(Part of a data file)
-.-.-
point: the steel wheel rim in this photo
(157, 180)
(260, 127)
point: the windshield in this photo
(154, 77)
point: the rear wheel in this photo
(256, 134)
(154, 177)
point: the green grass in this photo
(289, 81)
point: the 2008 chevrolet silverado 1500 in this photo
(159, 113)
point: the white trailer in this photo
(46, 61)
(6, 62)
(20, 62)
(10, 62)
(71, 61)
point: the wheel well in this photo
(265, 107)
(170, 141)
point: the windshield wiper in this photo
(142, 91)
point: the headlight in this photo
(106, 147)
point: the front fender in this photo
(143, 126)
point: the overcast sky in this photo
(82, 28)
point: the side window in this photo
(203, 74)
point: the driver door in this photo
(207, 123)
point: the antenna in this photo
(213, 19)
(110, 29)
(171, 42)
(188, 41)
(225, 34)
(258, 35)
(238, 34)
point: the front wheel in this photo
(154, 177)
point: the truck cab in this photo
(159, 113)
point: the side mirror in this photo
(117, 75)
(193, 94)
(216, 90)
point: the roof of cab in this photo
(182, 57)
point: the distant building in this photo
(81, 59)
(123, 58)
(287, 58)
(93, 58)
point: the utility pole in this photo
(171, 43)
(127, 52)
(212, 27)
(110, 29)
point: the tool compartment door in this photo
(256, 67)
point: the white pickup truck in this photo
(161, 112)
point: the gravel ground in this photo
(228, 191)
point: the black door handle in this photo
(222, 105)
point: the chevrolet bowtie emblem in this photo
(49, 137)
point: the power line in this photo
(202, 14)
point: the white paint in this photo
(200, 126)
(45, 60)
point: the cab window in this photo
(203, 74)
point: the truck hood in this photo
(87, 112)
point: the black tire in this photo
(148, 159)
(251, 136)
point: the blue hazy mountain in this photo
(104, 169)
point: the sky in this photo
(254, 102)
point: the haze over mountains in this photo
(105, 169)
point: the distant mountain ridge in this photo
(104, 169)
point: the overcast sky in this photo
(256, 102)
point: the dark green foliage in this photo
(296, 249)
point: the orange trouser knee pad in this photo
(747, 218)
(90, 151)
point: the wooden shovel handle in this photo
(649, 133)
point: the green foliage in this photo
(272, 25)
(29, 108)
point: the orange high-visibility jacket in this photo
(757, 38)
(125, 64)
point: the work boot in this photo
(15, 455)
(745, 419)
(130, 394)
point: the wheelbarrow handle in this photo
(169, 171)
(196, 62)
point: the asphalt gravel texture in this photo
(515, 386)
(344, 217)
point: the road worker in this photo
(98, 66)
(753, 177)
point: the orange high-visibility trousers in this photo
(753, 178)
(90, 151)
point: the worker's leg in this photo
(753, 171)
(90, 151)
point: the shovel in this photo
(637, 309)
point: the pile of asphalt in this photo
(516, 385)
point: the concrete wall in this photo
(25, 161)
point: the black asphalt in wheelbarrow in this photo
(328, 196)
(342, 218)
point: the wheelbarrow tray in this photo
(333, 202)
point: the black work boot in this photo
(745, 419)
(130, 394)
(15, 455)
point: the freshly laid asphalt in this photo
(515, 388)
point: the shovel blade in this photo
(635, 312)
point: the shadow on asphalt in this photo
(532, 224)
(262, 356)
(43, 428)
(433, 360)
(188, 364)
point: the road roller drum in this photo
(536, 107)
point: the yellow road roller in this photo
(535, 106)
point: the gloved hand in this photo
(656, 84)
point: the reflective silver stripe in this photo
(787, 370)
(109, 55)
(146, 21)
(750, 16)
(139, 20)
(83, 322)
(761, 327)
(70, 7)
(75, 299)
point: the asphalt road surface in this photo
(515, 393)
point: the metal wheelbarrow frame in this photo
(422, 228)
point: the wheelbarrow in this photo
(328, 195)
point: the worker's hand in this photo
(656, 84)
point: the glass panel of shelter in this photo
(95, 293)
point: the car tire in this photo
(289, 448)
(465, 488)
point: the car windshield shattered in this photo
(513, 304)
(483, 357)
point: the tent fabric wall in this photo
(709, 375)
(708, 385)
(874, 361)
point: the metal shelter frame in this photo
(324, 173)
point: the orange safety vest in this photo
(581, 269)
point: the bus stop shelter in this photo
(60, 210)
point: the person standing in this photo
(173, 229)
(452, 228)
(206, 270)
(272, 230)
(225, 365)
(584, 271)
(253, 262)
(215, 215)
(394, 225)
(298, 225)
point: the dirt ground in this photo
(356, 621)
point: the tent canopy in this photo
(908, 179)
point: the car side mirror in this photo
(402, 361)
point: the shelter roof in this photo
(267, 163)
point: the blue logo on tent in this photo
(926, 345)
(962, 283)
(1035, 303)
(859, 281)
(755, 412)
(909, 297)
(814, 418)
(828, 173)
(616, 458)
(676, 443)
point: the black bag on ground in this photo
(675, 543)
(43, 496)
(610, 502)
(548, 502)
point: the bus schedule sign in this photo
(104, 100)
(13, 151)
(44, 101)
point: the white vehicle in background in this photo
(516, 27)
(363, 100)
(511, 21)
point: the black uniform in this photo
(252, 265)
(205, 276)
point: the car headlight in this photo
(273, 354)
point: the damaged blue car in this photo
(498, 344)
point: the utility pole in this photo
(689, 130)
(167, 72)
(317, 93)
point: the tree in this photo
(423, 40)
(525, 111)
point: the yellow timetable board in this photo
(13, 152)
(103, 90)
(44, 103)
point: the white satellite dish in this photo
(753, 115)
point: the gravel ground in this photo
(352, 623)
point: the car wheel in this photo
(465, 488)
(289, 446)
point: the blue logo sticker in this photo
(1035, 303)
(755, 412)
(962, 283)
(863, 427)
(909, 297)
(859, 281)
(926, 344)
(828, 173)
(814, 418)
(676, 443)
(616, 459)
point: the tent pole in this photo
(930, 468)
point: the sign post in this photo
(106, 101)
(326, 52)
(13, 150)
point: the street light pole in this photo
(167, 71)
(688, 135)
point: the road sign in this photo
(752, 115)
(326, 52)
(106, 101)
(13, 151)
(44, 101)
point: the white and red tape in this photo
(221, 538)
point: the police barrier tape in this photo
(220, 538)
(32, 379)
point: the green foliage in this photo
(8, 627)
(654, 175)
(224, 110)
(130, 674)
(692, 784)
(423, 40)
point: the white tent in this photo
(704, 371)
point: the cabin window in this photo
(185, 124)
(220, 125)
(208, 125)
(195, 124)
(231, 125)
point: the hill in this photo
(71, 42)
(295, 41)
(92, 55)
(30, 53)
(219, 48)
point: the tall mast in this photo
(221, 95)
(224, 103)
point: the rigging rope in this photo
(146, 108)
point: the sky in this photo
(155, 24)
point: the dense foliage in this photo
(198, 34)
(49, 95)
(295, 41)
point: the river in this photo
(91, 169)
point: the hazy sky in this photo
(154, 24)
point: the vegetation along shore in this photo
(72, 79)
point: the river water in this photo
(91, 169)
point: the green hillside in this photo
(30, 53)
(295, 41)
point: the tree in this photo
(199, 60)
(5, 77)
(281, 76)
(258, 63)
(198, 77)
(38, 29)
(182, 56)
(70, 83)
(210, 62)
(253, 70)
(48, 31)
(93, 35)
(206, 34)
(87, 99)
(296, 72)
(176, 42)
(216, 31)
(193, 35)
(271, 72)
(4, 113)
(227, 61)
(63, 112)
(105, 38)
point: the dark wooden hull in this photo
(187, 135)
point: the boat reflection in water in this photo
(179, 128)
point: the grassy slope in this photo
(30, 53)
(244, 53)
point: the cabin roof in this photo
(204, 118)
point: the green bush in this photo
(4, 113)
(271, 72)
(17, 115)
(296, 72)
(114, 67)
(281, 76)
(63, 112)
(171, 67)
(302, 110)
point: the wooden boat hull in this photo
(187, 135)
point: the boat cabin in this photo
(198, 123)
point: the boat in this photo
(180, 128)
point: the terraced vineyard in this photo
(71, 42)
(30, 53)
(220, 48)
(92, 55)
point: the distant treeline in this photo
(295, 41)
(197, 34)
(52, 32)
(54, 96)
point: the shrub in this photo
-.-.-
## Exercise task
The line containing "point: the hill in this photo" marks the start; retype it and each line after it through the end of the records above, exactly.

## Response to the task
point: the hill in this photo
(71, 42)
(295, 41)
(92, 55)
(30, 53)
(219, 48)
point: the tall mast in this photo
(221, 95)
(224, 103)
point: the rigging rope in this photo
(146, 108)
point: the sky in this photo
(155, 24)
point: the dense foliage in this photo
(198, 34)
(49, 95)
(295, 41)
point: the river in this photo
(91, 169)
point: the hazy sky in this photo
(154, 24)
point: the vegetation along shore in this photo
(72, 79)
point: the river water in this photo
(91, 169)
point: the green hillside in this photo
(30, 53)
(295, 41)
point: the tree in this photo
(199, 60)
(5, 77)
(281, 76)
(258, 63)
(198, 77)
(38, 29)
(182, 56)
(70, 83)
(210, 62)
(253, 70)
(48, 31)
(93, 35)
(206, 34)
(87, 99)
(296, 72)
(176, 42)
(216, 31)
(193, 35)
(271, 72)
(4, 113)
(227, 61)
(63, 112)
(105, 38)
point: the dark wooden hull in this photo
(187, 135)
point: the boat reflection in water in this photo
(179, 128)
point: the grassy slope in this photo
(30, 53)
(244, 53)
point: the cabin roof in this photo
(204, 118)
point: the green bush in this photo
(4, 113)
(271, 72)
(17, 115)
(296, 72)
(114, 67)
(281, 76)
(63, 112)
(171, 67)
(302, 110)
point: the wooden boat hull in this photo
(187, 135)
point: the boat cabin in this photo
(198, 123)
point: the boat in this photo
(180, 128)
point: the terraced vineyard in this photo
(71, 42)
(30, 53)
(220, 48)
(92, 55)
point: the distant treeline in this photo
(295, 41)
(197, 34)
(52, 32)
(54, 96)
point: the shrub in this photo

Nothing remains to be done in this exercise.